- Opening Delimiter -
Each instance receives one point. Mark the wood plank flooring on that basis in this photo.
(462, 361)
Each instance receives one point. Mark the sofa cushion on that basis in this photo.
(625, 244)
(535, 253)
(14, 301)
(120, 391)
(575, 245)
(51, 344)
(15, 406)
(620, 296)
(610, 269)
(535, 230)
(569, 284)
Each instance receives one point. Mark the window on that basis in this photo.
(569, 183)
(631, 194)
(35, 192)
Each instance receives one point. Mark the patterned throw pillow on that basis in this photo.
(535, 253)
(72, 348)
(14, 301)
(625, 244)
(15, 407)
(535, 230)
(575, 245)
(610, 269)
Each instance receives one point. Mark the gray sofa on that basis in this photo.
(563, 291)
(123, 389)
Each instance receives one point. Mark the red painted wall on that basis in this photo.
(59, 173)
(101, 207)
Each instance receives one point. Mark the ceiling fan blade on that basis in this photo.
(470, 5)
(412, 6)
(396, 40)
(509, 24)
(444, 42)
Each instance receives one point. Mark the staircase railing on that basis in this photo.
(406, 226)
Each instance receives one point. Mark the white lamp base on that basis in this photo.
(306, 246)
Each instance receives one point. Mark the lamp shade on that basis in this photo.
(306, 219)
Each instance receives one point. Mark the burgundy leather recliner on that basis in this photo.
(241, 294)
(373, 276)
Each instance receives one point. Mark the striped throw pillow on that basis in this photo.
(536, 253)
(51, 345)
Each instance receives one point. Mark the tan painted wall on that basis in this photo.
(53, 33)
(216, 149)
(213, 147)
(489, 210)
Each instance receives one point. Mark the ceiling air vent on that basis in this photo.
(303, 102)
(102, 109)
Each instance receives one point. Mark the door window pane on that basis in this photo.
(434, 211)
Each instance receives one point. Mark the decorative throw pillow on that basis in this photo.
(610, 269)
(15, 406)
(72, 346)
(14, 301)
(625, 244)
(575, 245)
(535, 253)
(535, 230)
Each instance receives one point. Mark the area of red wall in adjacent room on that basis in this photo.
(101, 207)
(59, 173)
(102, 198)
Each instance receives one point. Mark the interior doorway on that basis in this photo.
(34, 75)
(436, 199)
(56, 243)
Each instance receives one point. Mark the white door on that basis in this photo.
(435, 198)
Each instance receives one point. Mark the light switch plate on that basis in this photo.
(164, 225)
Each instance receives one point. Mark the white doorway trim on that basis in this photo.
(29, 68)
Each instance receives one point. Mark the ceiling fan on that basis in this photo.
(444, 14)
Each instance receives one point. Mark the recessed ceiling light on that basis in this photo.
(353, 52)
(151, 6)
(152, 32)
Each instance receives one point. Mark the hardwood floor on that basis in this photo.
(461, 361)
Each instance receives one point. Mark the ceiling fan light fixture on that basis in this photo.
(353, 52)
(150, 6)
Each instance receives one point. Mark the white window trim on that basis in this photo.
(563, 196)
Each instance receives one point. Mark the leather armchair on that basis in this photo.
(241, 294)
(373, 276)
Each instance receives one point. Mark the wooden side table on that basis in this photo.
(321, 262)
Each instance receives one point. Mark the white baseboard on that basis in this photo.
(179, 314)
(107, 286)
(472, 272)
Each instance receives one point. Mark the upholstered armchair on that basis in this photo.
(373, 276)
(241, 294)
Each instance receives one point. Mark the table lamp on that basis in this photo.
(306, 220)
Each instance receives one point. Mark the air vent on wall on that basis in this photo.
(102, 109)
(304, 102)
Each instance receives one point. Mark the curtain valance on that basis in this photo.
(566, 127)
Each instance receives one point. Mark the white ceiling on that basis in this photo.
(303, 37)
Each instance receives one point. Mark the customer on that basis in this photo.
- Closing Delimiter -
Reproduce every record, matching each line exactly.

Each instance receives one point. Mark the wood plank flooring on that basis in this photo.
(462, 361)
Each instance receives one point. Mark the sofa cushion on that basis in this photo.
(625, 244)
(535, 253)
(14, 301)
(120, 391)
(575, 245)
(51, 344)
(15, 406)
(620, 296)
(610, 269)
(535, 230)
(569, 284)
Each instance receives one point. Mark the window on that basis in this photo.
(569, 183)
(631, 194)
(35, 192)
Each instance receives one point. Mark the patterned throw pillow on that basis in this photo.
(535, 253)
(72, 348)
(14, 301)
(625, 244)
(15, 407)
(535, 230)
(575, 245)
(610, 269)
Each instance receives one point. Mark the gray sofa on that basis in this photo.
(563, 291)
(123, 389)
Each instance receives one point. Mark the red painted wall on that basis in this photo.
(59, 173)
(101, 207)
Each instance receives one point. Mark the ceiling fan blade on that basis in this photo.
(470, 5)
(412, 6)
(396, 40)
(509, 24)
(444, 42)
Each instance receives one point. Mark the staircase railing on that basis in this photo.
(406, 226)
Each instance receives one point. Mark the white lamp base on that basis in this photo.
(306, 246)
Each instance receives one point. Mark the lamp shade on that basis in this photo.
(306, 219)
Each instance receives one point. Mark the burgundy leather recliner on that basis in this photo.
(241, 294)
(373, 276)
Each instance receives one point. Mark the striped throw pillow on that basis in this photo.
(536, 253)
(51, 345)
Each instance receives one point. Mark the tan painted wall on that basis in this photo.
(53, 33)
(216, 149)
(213, 147)
(489, 210)
Each instance receives one point. Mark the ceiling air vent on that basis in this photo.
(303, 102)
(102, 109)
Each instance receives one point. Mark the door window pane on that basis in this photo.
(434, 211)
Each instance receives one point. Mark the decorative throw pillow on that basis in this photo.
(610, 269)
(15, 406)
(72, 346)
(14, 301)
(625, 244)
(575, 245)
(535, 253)
(535, 230)
Each instance receives one point. Mark the area of red wall in adjacent room on that basis in this photo.
(101, 207)
(59, 173)
(102, 198)
Each instance receives one point. Mark the interior doorway on that basis in this photo.
(34, 75)
(436, 199)
(56, 243)
Each instance receives one point. Mark the white door on that basis in this photo.
(435, 198)
Each instance receives one point. Mark the light switch plate on that basis in this photo.
(164, 225)
Each instance receives one point. Mark the white doorway trim on that basis in this photo.
(29, 68)
Each instance receives one point. Mark the ceiling fan on that basis in this photo.
(444, 14)
Each instance receives one point. Mark the recessed ceiling light on that basis in this photo.
(353, 52)
(151, 6)
(152, 32)
Each instance receives one point. Mark the hardwood floor on that basis in this photo.
(461, 361)
Each instance receives one point. Mark the ceiling fan light fixture on that basis in this photo.
(353, 52)
(150, 6)
Each instance receives one point. Mark the white window trim on that basis in this photo.
(563, 196)
Each instance receives one point. Mark the leather armchair on that basis in this photo.
(241, 294)
(373, 276)
Each instance receives one point. Mark the wooden side table on that basis in this photo.
(321, 262)
Each instance receives one point. Mark the white baseboard on that basis in this photo.
(179, 314)
(107, 286)
(472, 272)
Each instance receives one point. Mark the upholstered armchair on that basis in this photo.
(373, 276)
(241, 294)
Each instance receives one point. Mark the table lamp on that basis in this photo.
(306, 220)
Each instance receives one point. Mark the air vent on wall on that basis in this photo.
(102, 109)
(304, 102)
Each instance receives one point. Mark the curtain valance on that basis in this photo.
(566, 127)
Each instance receives one point. Mark the white ceiling on that basis in this photo.
(303, 37)
Each instance receives one point. Mark the customer on that basis in this photo.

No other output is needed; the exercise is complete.